- [Task to complete]
An exact copy of every entry is needed, without the pictures.

- [Listed entries]

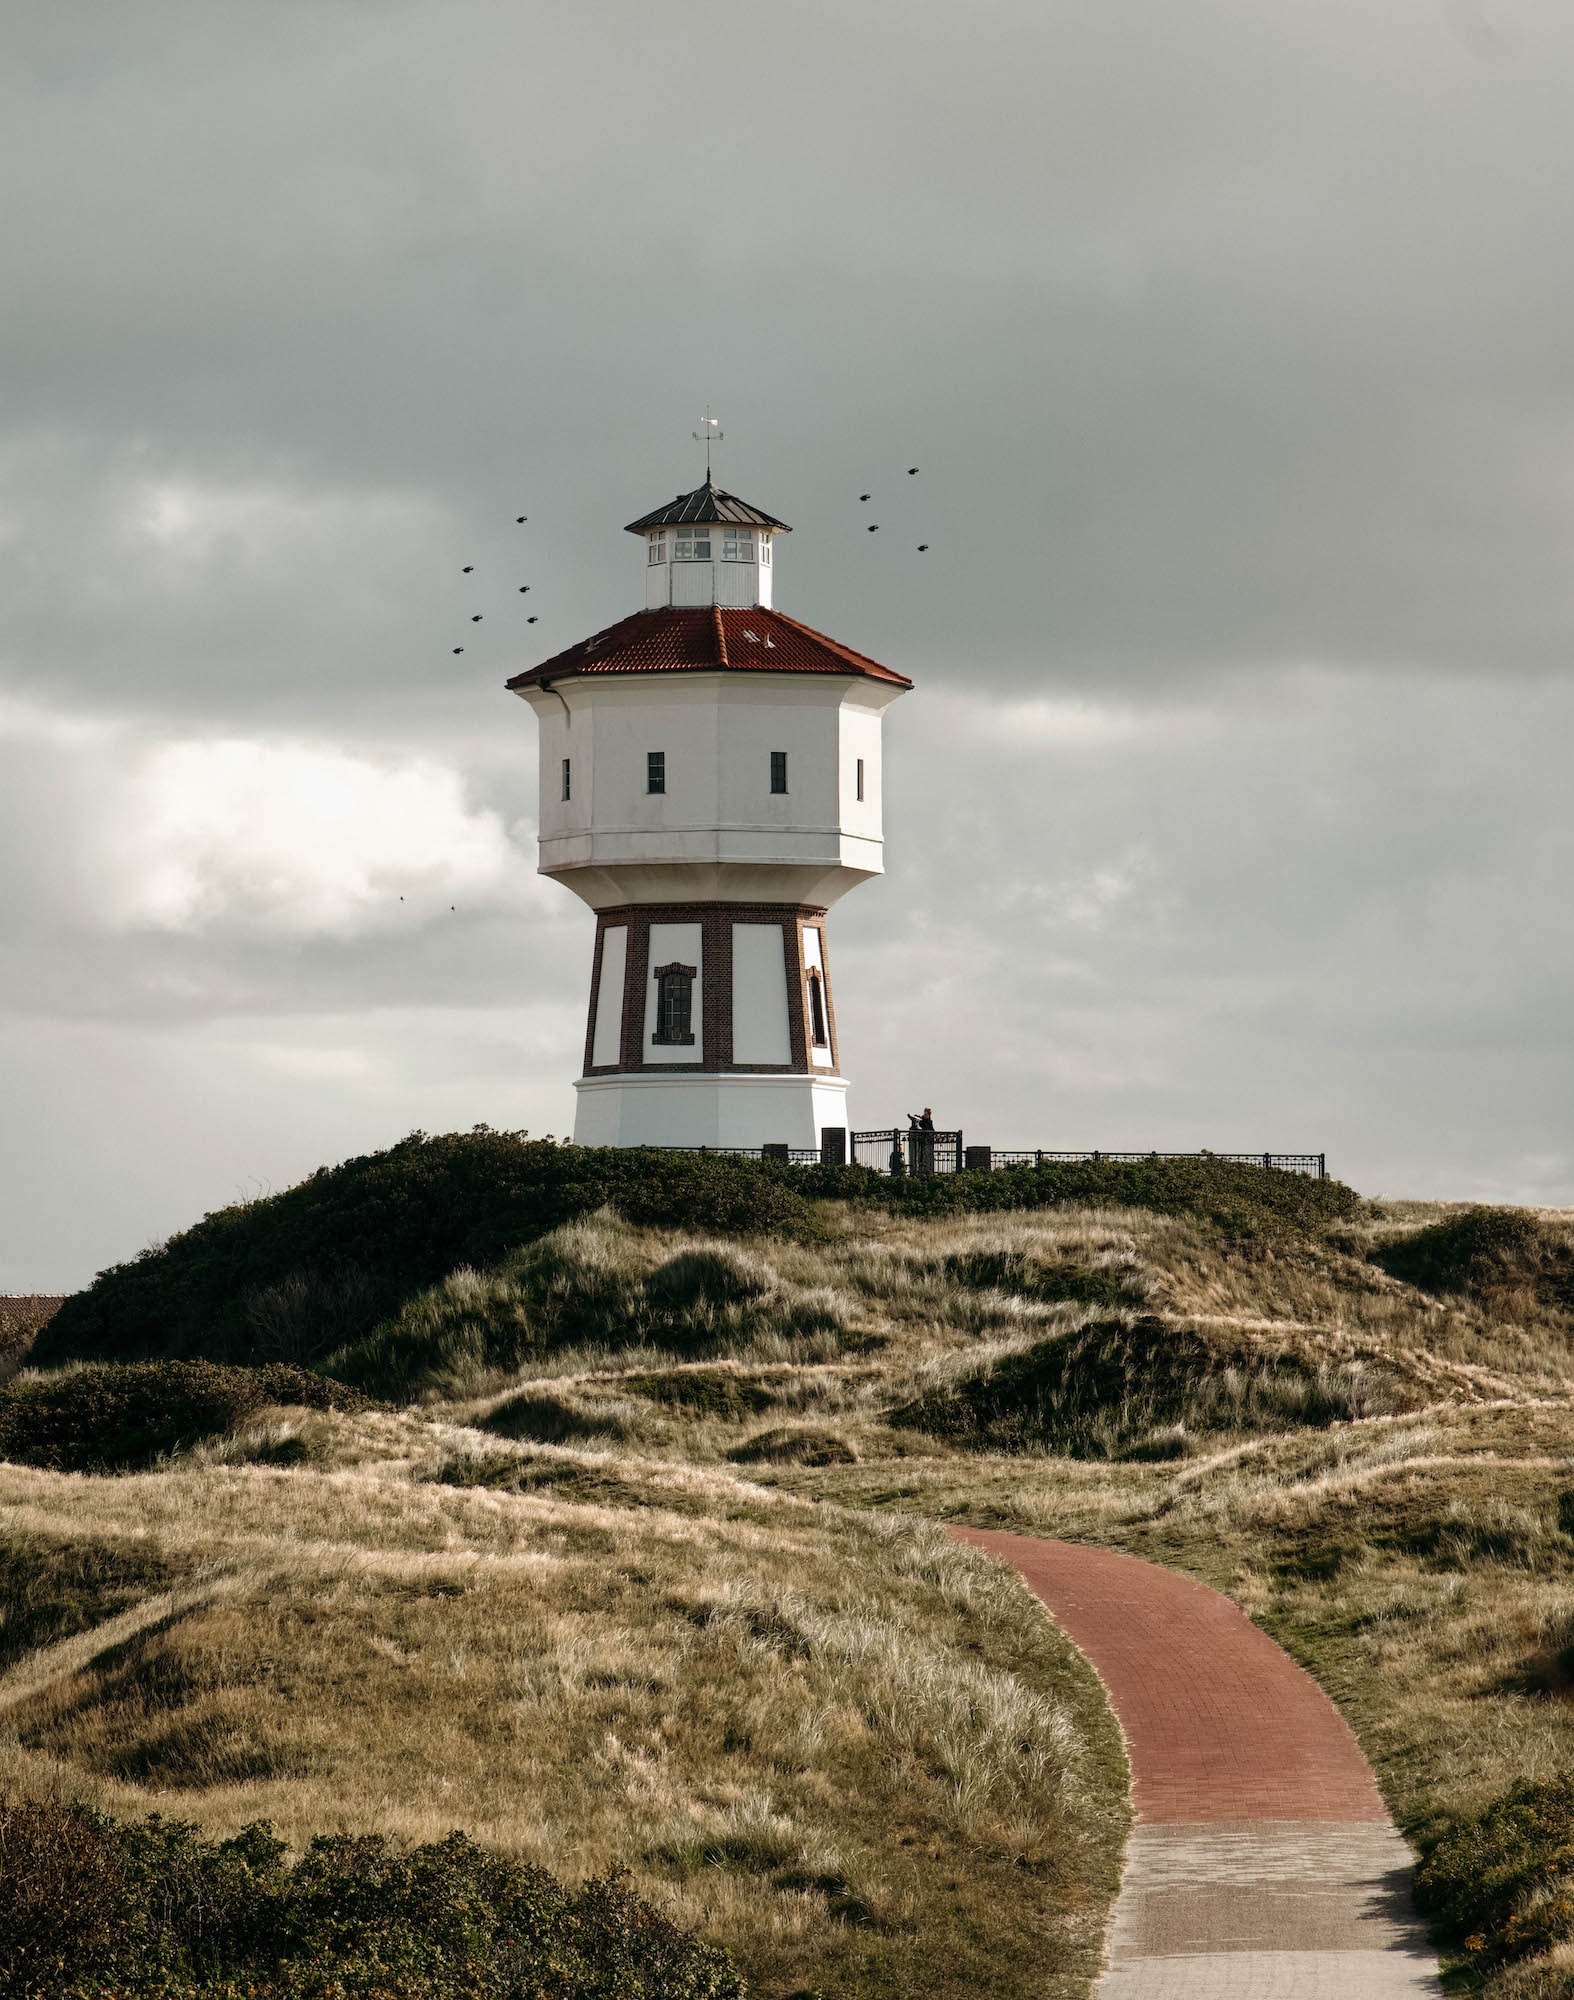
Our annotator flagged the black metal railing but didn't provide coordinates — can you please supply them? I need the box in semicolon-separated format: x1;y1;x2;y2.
852;1128;964;1176
616;1140;1327;1179
981;1149;1327;1178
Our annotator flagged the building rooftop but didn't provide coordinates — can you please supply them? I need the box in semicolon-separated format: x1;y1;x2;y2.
624;476;792;534
505;606;911;692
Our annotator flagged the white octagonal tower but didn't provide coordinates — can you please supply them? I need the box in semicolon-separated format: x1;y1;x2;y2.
507;474;911;1152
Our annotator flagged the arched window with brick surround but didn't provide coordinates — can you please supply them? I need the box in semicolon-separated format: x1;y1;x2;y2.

- [Answer for the task]
Our annotator flagged the black metal railing but didn't provide coordinates — can you please supply them? I need the box in semicolon-separated format: x1;y1;x2;y2.
852;1128;964;1176
616;1140;1327;1179
981;1149;1327;1178
Our annotator flagged the building rooftop but didn't provide coordinates — can you please supply them? I need the box in semicolon-separated format: x1;y1;x2;y2.
624;476;792;534
505;606;911;692
Our annotator flagged the white octagonal tower but didn't provide coordinates — can you please supply them? I need the box in semicolon-separated format: x1;y1;x2;y2.
507;474;911;1152
Our annotator flagged the arched window with brick surround but didn't provide coordinates — can you please supply them? I need the box in semicolon-separated format: x1;y1;x2;y2.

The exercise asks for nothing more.